EXTRACTO DEL DOCUMENTO —
════════════════════

Él te pide que sigas el camino por Él establecido, y si lo rechazas, has de morir. Tu muerte es un suicidio, ya sea deliberado, accidental o por causa de un error de juicio. Tu sangre sea sobre tu cabeza. Estás advertido.

 

Por otro lado, ¡qué consolación tan trascendente nos proporciona el texto! “Sin derramamiento de sangre no se hace remisión”, pero donde hay derramamiento, hay remisión. Si tú has venido a Cristo, eres salvo. Si tú puedes decir desde lo profundo de tu corazón:

 

“Mi fe pone en verdad su mano

Sobre esa amada cabeza Tuya,

A la vez que como penitente me presento,

Y aquí confieso mi pecado”.

 

Entonces, tu pecado ha desaparecido. ¿Dónde está ese joven? ¿Dónde está esa joven? ¿Dónde están esos ansiosos corazones que han estado diciendo: “quisiéramos ser perdonados ahora”? ¡Oh!, miren, miren, miren, miren al Salvador crucificado, y son perdonados. Pueden proseguir su camino, en tanto que hayan aceptado la expiación de Dios. Hija, ten ánimo, pues tus pecados, que son muchos, te son perdonados. Hijo, regocíjate, pues tus transgresiones son borradas.

 

Mi última palabra será ésta. Ustedes que son maestros de otros y tratan de hacer el bien, aférrense firmemente a esta doctrina. Ésto ha de ser el frente, el centro, la médula y el tuétano de todo lo que tienen que testificar. Yo lo predico con frecuencia, pero no hay nunca un domingo en el que me retire a mi lecho con tanto contentamiento íntimo como cuando he predicado el sacrificio sustitutivo de Cristo. Entonces siento que: “si los pecadores se pierden, no tengo nada de su sangre sobre mí”. Esta es la doctrina que salva al alma; aférrense a ella y se habrán asido de la vida eterna; si la rechazan, la habrían rechazado para su confusión. ¡Oh, apéguense a esto! Martín Lutero solía decir que cada sermón debería contener la doctrina de la justificación por fe. Cierto; pero ha de contener también la doctrina de la expiación. Lutero dice que no podía meter la doctrina de la justificación por fe en las cabezas de los habitantes de Wurtemberg, y se sentía medio inclinado a llevar el libro al púlpito para arrojarlo en sus cabezas, para lograr que se introdujera allí. Me temo que no habría tenido éxito si lo hubiera hecho. Pero, ¡oh!, cómo trataría yo de martillar una y otra y otra vez sobre este clavo. “La vida de la carne en la sangre está”. “Y veré la sangre y pasaré de vosotros”.

════════════════════

FILAS MOSTRADAS —
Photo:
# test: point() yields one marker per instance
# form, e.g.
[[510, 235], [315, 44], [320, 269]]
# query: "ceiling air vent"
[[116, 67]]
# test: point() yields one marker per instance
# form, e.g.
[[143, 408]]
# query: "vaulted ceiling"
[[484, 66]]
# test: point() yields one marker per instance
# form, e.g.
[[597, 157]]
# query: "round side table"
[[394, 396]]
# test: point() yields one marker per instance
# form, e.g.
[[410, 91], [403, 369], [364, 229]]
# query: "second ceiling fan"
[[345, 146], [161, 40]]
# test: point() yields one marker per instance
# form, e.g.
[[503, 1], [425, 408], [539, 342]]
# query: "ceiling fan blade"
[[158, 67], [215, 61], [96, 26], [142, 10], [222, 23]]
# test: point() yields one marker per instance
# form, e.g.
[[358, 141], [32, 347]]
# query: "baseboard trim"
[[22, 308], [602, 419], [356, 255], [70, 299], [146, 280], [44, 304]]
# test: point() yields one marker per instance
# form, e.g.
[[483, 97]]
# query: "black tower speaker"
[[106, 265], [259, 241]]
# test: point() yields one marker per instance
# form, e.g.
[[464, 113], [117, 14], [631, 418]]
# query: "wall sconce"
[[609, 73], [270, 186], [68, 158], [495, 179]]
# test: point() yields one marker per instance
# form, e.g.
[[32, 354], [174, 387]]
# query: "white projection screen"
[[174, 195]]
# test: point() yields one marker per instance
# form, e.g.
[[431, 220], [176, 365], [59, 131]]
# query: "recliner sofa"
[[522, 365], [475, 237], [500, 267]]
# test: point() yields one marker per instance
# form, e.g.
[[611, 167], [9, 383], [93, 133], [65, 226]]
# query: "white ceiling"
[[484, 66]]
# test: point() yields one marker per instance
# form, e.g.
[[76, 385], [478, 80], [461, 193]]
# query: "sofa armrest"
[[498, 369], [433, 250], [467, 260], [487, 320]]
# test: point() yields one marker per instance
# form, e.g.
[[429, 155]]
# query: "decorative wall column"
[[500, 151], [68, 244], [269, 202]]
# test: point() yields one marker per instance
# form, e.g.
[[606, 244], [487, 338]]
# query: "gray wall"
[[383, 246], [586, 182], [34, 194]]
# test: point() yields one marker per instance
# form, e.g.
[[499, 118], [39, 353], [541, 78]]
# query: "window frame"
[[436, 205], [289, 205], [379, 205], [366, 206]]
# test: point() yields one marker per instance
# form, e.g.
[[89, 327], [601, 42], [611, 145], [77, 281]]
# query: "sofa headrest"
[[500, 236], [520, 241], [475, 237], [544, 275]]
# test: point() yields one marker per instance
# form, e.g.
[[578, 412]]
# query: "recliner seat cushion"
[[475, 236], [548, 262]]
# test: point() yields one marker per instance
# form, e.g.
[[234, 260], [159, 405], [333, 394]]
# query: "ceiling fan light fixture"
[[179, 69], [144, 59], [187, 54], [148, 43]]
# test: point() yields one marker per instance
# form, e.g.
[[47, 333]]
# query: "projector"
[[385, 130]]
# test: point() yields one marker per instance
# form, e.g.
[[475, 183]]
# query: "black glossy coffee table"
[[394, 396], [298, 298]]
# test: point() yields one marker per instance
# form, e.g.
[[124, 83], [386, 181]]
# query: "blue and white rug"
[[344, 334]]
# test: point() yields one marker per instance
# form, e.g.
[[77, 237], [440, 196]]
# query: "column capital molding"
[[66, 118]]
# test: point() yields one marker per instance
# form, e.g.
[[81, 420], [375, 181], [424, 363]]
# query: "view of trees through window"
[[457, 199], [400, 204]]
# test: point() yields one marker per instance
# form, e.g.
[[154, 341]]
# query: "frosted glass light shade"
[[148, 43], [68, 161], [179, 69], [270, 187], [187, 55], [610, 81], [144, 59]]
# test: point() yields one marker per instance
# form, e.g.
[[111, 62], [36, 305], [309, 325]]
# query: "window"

════════════════════

CONSIGNA 1 — Transcribe sin cambios una parte del extracto del documento: empieza en las palabras “A la vez que” y termina después de “transgresiones son borradas.”.
CONSIGNA 2 —
Responde estas preguntas a partir del extracto del documento, cada una en su propia línea:
(a) Según Martín Lutero, ¿qué doctrina debería contener cada sermón?
(b) ¿En las cabezas de qué habitantes decía Lutero que no podía meter esa doctrina?
(c) ¿Qué tema predicado le da a quien habla el mayor contentamiento íntimo al retirarse a su lecho un domingo?

RESULTADO 1 —
A la vez que como penitente me presento,

Y aquí confieso mi pecado”.

 

Entonces, tu pecado ha desaparecido. ¿Dónde está ese joven? ¿Dónde está esa joven? ¿Dónde están esos ansiosos corazones que han estado diciendo: “quisiéramos ser perdonados ahora”? ¡Oh!, miren, miren, miren, miren al Salvador crucificado, y son perdonados. Pueden proseguir su camino, en tanto que hayan aceptado la expiación de Dios. Hija, ten ánimo, pues tus pecados, que son muchos, te son perdonados. Hijo, regocíjate, pues tus transgresiones son borradas.

RESULTADO 2 —
(a) La doctrina de la justificación por fe.
(b) Los habitantes de Wurtemberg.
(c) El sacrificio sustitutivo de Cristo.